In this blog Damian outlines how your chosen growth path can influence your outcome when it comes to selling your business. 

By Damian Woodward

3 minute read

 

As Founder and/or CEO, you choose  which path to take for company growth. The organic path or the funded path - and both routes have their merits.

 

Ultimately the choice will depend on your exit vision for the business, something we always encourage Founders and CEOs to have clear in their mind.

The organic path…

Organic growth, where cash generated by the business is used for growth, can continue over decades and multiple generations. There are many examples of successful companies built organically.

 

The organic path gives the owner total control in most cases, as well as the majority of the share capital in the business. This means they can decide how much to reinvest into growth in balance with personal income needs.

 

Over a period of time, a level of earnings is reached and the benchmark multiple achieved. This path is right when the owners’ priority is consistency of income over time.

Collected data entries:
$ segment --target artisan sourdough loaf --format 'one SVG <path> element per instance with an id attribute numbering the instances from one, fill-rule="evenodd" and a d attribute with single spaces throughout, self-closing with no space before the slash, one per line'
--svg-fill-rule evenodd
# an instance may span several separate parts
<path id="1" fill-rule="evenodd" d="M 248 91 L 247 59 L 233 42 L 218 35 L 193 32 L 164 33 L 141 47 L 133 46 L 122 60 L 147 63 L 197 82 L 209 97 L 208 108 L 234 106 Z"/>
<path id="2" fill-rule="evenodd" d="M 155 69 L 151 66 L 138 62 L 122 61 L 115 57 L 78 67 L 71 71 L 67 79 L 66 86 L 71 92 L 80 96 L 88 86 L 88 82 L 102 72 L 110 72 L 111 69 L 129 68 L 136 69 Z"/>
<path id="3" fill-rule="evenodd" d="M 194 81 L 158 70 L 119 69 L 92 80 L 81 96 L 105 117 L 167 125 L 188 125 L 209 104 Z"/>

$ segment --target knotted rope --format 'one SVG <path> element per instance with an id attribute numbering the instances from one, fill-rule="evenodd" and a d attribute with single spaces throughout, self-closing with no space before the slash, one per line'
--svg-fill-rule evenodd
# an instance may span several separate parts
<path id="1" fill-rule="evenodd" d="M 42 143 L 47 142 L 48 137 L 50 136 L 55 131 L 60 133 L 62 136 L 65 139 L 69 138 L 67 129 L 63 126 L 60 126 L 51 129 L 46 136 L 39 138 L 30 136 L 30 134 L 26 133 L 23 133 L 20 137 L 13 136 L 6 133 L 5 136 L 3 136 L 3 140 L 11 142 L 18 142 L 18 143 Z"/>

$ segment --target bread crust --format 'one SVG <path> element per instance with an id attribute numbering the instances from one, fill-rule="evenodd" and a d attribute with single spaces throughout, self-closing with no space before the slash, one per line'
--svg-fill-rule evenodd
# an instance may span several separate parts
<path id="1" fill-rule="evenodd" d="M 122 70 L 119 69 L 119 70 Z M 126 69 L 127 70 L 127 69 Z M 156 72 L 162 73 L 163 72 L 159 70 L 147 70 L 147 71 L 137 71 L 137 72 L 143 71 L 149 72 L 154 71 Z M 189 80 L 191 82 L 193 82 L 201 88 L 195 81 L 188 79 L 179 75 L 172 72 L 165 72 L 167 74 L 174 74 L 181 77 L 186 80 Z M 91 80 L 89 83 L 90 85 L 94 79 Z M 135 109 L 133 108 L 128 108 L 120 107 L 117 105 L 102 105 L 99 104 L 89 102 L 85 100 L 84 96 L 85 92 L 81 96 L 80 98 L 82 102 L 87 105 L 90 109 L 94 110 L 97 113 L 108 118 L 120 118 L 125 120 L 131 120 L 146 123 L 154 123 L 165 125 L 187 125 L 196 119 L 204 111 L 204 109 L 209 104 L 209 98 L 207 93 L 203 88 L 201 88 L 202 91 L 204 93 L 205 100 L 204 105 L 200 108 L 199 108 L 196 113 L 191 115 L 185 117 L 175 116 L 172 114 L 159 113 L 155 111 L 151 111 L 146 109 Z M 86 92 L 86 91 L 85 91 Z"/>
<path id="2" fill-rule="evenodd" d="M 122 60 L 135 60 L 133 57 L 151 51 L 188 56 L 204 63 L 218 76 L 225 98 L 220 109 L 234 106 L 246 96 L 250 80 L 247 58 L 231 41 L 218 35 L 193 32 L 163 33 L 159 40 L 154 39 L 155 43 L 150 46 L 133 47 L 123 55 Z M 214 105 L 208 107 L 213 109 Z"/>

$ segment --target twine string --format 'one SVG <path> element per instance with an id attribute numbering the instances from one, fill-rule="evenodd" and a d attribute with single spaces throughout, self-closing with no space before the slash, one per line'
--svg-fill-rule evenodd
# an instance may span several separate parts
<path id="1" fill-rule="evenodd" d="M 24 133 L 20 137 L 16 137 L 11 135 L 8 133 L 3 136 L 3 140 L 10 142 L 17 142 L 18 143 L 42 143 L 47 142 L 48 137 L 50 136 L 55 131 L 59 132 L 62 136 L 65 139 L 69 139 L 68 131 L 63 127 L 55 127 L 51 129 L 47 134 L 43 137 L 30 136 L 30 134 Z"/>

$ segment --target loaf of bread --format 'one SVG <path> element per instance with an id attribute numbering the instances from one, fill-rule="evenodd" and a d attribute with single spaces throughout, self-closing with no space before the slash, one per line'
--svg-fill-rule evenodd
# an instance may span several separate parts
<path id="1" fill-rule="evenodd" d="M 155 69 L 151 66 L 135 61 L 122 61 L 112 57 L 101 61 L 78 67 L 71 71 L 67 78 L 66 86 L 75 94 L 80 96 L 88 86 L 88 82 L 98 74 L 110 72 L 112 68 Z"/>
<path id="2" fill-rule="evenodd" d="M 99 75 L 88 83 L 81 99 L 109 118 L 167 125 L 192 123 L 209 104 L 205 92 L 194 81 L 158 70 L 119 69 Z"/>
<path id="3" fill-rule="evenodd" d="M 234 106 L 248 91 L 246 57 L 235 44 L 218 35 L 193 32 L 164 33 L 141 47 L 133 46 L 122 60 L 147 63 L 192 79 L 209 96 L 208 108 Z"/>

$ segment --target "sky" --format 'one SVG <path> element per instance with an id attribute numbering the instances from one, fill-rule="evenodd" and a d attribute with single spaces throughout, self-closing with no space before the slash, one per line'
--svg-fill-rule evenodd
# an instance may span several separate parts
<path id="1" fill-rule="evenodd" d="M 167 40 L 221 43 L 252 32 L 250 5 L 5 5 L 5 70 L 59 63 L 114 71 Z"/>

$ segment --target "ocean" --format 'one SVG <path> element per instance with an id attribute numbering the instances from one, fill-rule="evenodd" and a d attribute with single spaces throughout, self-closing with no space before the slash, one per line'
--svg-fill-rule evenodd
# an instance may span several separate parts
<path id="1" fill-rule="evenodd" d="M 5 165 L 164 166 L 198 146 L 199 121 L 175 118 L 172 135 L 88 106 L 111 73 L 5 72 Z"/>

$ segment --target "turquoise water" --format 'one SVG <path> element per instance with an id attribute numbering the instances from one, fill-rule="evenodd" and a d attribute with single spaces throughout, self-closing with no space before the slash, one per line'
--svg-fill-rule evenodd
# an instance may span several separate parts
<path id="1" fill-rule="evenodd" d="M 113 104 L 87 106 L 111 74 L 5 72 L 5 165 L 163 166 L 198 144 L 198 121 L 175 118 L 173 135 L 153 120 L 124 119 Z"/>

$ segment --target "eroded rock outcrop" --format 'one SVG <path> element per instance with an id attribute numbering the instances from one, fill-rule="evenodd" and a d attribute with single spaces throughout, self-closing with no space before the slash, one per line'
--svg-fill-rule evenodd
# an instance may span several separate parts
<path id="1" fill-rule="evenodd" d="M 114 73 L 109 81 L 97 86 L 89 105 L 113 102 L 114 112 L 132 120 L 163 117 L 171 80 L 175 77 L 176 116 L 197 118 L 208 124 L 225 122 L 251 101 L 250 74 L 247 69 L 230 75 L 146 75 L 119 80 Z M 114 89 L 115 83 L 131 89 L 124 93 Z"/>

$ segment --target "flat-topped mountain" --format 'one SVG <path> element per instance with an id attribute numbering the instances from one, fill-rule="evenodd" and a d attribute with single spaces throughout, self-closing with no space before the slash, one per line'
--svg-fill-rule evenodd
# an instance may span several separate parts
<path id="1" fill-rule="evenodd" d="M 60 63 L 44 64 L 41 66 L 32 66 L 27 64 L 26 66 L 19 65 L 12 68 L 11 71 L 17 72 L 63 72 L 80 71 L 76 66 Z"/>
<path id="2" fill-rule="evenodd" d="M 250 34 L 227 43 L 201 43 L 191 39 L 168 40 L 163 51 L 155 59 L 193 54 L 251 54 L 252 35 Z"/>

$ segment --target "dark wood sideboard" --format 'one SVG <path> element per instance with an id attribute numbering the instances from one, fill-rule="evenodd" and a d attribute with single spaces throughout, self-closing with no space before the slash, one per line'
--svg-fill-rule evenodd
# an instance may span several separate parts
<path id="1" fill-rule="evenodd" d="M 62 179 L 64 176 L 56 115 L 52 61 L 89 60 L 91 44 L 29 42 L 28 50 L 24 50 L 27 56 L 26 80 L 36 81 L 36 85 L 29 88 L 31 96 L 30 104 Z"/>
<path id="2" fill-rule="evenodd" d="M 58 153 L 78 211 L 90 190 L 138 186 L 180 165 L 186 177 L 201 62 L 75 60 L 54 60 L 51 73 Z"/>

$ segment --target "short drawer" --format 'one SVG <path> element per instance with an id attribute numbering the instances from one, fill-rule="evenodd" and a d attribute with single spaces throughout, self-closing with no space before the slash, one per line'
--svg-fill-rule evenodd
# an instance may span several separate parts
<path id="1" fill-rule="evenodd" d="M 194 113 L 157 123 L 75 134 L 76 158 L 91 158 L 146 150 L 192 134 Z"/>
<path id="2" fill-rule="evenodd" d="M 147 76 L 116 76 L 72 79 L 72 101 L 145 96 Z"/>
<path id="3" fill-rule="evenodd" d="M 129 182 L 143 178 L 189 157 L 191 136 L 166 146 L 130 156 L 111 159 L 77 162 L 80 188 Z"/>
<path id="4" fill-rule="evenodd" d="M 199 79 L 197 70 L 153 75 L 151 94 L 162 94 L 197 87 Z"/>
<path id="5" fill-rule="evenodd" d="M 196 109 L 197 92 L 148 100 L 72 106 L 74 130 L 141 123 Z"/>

Goal:
According to the blog post on growth paths, when is the organic path the right choice? These lines have no part in this work.

Completed exercise:
It is right when the owners' priority is consistency of income over time.